====== SUPPLIED TEXT ======
Compare different scenarios and GPU configurations.

Exercise 3: AGI Timeline Prediction

Make your own AGI timeline prediction:

Current State Assessment:
List 10 cognitive tasks
Rate current AI capability 0-10 on each
Identify the hardest remaining challenges
Trend Extrapolation:
If capabilities improve X% per year...
When does average reach 9/10?
When does minimum reach 7/10?
Scenario Planning:
Best case: What enables fastest progress?
Worst case: What could slow or stop progress?
Most likely: Your actual prediction
Write Your Prediction:
Date for human-parity on most tasks
Date for clear superhuman capabilities
Your confidence in each
Key uncertainties

Share and compare with others. Track over time.

Exercise 4: The Alignment Scaling Challenge

Research question: Does alignment scale as well as capabilities?

Find 3 examples of alignment failures in frontier models
Analyze whether the failures are:
Getting better with scale (good)
Staying constant (concerning)
Getting worse (alarming)
For the concerning cases, propose interventions that could help
Write a 500-word analysis of the alignment-capability gap

Exercise 5: Energy and Scaling

Analyze the energy implications of continued scaling:

def energy_projection(
    years: int = 10,
    growth_rate: float = 4.0,  # 4x compute per year
    current_pflops: float = 1e4  # Current frontier training
):
    """
    Project energy needs for continued scaling.
    """
    years_list = list(range(years))
    compute_needs = [current_pflops * (growth_rate ** y) for y in years_list]

    # Energy per PFLOP (improves slowly with efficiency gains)
    mwh_per_pflop = 0.5  # Currently, declining 10% per year

    energy_needs = []
    for i, c in enumerate(compute_needs):
        efficiency_factor = 0.9 ** i  # 10% improvement per year
        energy = c * mwh_per_pflop * efficiency_factor / 1e6  # To TWh
        energy_needs.append(energy)

    return years_list, energy_needs

years, energy = energy_projection()

plt.figure(figsize=(10, 6))
====== SUPPLIED INFORMATION ======
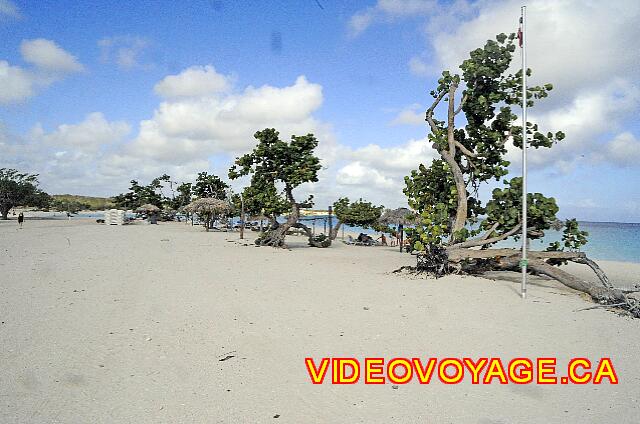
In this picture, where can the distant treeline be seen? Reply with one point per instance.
(81, 202)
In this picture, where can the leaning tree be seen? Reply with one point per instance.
(357, 214)
(20, 189)
(456, 228)
(275, 162)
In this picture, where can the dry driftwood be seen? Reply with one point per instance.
(477, 261)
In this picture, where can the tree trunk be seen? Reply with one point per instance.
(275, 237)
(509, 259)
(333, 232)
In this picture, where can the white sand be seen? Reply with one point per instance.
(127, 324)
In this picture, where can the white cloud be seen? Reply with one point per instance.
(47, 55)
(360, 22)
(411, 115)
(388, 10)
(582, 48)
(126, 51)
(88, 136)
(185, 128)
(16, 84)
(591, 120)
(419, 67)
(624, 149)
(196, 81)
(51, 63)
(359, 174)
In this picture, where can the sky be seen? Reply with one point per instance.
(94, 94)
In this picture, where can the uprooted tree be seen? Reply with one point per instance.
(451, 236)
(275, 162)
(20, 189)
(358, 214)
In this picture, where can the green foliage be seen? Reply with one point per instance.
(506, 205)
(139, 195)
(359, 213)
(433, 193)
(261, 198)
(572, 237)
(183, 198)
(210, 186)
(432, 228)
(20, 189)
(477, 152)
(274, 161)
(87, 202)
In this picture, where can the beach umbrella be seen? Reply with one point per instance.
(148, 207)
(151, 211)
(208, 207)
(398, 217)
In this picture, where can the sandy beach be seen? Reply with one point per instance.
(114, 324)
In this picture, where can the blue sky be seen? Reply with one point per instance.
(98, 93)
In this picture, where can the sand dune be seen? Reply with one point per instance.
(129, 324)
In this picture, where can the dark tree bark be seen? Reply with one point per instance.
(276, 236)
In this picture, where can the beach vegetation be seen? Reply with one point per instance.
(278, 167)
(357, 214)
(20, 189)
(472, 142)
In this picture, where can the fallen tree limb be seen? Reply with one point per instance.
(460, 254)
(474, 261)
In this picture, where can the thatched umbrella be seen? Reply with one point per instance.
(151, 211)
(208, 207)
(398, 217)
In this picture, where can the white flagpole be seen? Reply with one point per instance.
(523, 262)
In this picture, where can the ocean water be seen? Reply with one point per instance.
(613, 241)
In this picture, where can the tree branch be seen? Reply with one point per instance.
(464, 150)
(462, 102)
(429, 113)
(482, 241)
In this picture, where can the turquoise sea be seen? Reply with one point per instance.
(613, 241)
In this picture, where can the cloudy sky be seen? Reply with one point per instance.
(93, 94)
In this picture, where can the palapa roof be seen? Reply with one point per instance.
(400, 216)
(148, 207)
(208, 205)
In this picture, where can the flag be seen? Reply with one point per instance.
(520, 33)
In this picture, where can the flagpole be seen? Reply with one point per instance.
(523, 262)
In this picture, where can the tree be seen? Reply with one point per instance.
(210, 186)
(208, 209)
(263, 199)
(358, 214)
(20, 189)
(272, 162)
(139, 195)
(71, 206)
(183, 198)
(446, 193)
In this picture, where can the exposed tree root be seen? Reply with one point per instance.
(276, 237)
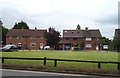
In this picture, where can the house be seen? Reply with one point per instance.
(83, 39)
(27, 38)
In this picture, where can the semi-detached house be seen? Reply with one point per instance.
(28, 38)
(88, 39)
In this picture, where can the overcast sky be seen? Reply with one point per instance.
(62, 14)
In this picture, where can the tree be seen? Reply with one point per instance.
(106, 41)
(116, 42)
(52, 37)
(78, 27)
(21, 25)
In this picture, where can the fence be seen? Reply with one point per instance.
(56, 60)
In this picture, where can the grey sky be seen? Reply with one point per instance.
(62, 14)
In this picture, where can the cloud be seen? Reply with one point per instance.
(111, 20)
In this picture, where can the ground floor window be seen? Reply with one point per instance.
(32, 44)
(88, 45)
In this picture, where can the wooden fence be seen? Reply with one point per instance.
(56, 60)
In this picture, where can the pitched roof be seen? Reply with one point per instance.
(26, 32)
(81, 33)
(117, 33)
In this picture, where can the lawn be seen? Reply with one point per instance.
(66, 66)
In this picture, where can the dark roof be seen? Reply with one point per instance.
(117, 33)
(26, 32)
(81, 33)
(64, 41)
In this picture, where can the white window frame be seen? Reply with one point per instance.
(88, 45)
(19, 37)
(88, 39)
(31, 44)
(10, 37)
(32, 37)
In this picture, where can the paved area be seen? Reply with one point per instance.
(9, 72)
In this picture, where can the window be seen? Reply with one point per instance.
(88, 39)
(32, 44)
(67, 38)
(32, 37)
(97, 38)
(65, 32)
(10, 37)
(41, 44)
(75, 38)
(19, 37)
(42, 37)
(88, 45)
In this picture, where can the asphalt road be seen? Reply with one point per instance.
(9, 72)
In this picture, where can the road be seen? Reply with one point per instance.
(9, 72)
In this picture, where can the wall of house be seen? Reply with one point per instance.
(26, 42)
(94, 43)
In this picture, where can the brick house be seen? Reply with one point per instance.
(27, 38)
(84, 39)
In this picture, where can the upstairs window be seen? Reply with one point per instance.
(19, 37)
(88, 39)
(67, 38)
(32, 37)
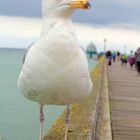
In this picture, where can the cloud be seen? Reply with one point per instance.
(19, 32)
(103, 12)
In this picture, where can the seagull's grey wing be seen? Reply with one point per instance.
(28, 49)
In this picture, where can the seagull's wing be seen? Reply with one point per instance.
(28, 49)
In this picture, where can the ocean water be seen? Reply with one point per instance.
(19, 118)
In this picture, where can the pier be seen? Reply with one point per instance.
(124, 89)
(110, 112)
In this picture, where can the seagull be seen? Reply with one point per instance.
(55, 68)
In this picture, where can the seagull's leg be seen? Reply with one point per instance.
(41, 121)
(67, 120)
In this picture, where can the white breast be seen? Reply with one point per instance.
(55, 71)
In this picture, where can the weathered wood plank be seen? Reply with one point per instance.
(124, 89)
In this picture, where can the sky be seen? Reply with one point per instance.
(116, 20)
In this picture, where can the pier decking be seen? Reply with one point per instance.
(124, 89)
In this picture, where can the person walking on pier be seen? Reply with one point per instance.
(114, 56)
(137, 61)
(131, 59)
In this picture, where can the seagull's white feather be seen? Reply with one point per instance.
(55, 70)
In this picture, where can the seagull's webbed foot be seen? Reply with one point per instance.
(67, 121)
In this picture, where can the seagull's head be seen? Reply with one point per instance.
(63, 8)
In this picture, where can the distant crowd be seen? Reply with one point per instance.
(133, 58)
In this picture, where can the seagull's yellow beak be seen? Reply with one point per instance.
(83, 4)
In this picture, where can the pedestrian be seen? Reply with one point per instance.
(118, 55)
(125, 59)
(137, 61)
(114, 56)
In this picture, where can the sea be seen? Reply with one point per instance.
(19, 118)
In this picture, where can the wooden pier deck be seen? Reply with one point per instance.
(124, 89)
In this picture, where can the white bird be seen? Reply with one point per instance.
(55, 69)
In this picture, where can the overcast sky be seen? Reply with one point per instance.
(102, 12)
(116, 20)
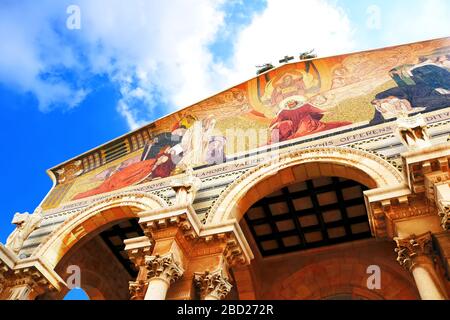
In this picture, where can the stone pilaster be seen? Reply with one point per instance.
(416, 254)
(24, 284)
(162, 271)
(212, 285)
(137, 249)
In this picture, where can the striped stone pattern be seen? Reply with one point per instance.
(387, 146)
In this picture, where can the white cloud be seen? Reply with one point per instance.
(421, 21)
(158, 53)
(289, 27)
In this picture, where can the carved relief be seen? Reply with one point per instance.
(186, 187)
(163, 267)
(410, 248)
(413, 132)
(25, 224)
(213, 284)
(444, 213)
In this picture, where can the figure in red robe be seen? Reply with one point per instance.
(294, 121)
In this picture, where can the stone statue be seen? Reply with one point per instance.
(186, 187)
(25, 224)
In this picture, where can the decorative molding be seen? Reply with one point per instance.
(408, 249)
(213, 284)
(141, 201)
(137, 289)
(377, 168)
(199, 239)
(444, 213)
(163, 267)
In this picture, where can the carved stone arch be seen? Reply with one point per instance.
(93, 218)
(343, 276)
(293, 165)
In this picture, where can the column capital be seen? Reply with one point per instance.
(165, 267)
(213, 284)
(410, 249)
(137, 289)
(444, 213)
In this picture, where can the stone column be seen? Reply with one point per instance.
(162, 271)
(416, 255)
(137, 249)
(212, 285)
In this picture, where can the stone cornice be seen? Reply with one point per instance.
(229, 233)
(411, 248)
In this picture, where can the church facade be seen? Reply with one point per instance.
(325, 178)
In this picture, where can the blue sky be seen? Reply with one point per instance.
(64, 91)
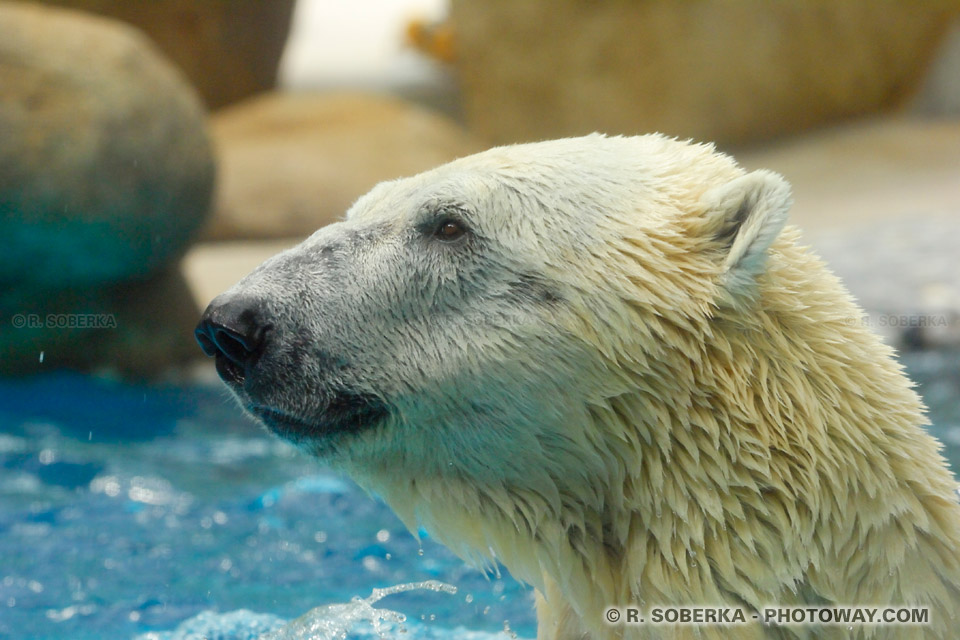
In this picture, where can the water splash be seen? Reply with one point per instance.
======
EXERCISE REQUIREMENTS:
1) Answer these questions from the AI scaling exercises:
(a) In Exercise 3, what average capability score should you find the date for?
(b) How many words long is the analysis in Exercise 4?
(c) In the energy projection code, what is the default value of growth_rate?
2) Can you pick up the AI scaling exercises after their last line and continue them?
You won't need the entries for any of this.

EXERCISE RESULTS:
1)
(a) 9/10
(b) 500 words
(c) 4.0, meaning 4x compute per year

2)
plt.plot(years, energy, 'b-', label='Training energy per year (TWh)')
plt.axhline(y=100, color='r', linestyle='--', label='US datacenter capacity (~100 TWh)')
plt.xlabel('Years from now')
plt.ylabel('Annual training energy (TWh)')
plt.title('Energy Implications of Continued Scaling')
plt.legend()
plt.grid(True, alpha=0.3)
plt.show()

Questions: - When do energy needs exceed current datacenter capacity? - What infrastructure investments would be needed? - How does this affect timelines?

Chapter Summary: Key Takeaways

Scaling Laws are Predictive: Performance follows predictable power laws with respect to parameters, data, and compute. These relationships held across seven orders of magnitude.
Chinchilla Revealed Optimal Training: Most models were undertrained. Optimal training uses equal scaling of parameters and tokens (20 tokens per parameter).
Compute Can Be Calculated: Training FLOPs = 6 × N × D. This allows precise cost estimation and planning.
Test-Time Scaling is a New Dimension: Beyond training larger models, we can improve capabilities by allowing more inference-time computation.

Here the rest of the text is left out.